(Records of labeled points)
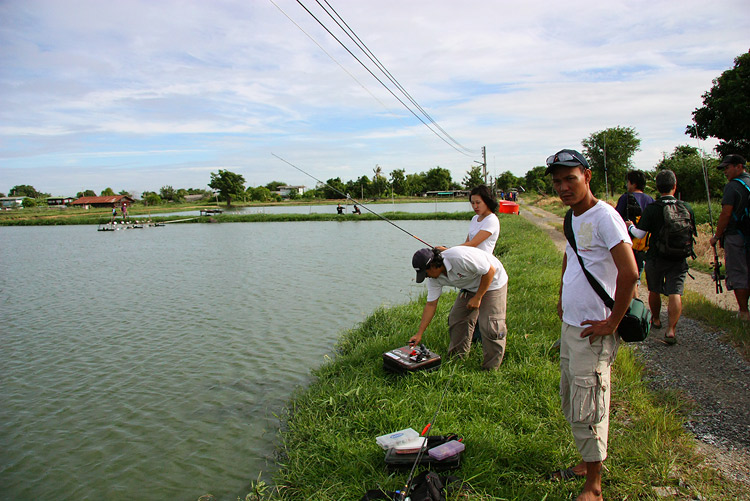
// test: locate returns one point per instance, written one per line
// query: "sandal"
(670, 340)
(562, 475)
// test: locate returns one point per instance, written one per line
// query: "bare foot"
(590, 496)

### Stated exercise
Rewrite every line of the records, requests included, multiplying each point coordinate by 2.1 and rounding to the nearest whole number, with halves rounded up. Leave the pictures out.

### Task response
// test: locate returns one point per instance, written one per line
// query: "sandal"
(1407, 714)
(1180, 998)
// test: locate returns one point per instance, written one per line
// query: "bare foot"
(1239, 1042)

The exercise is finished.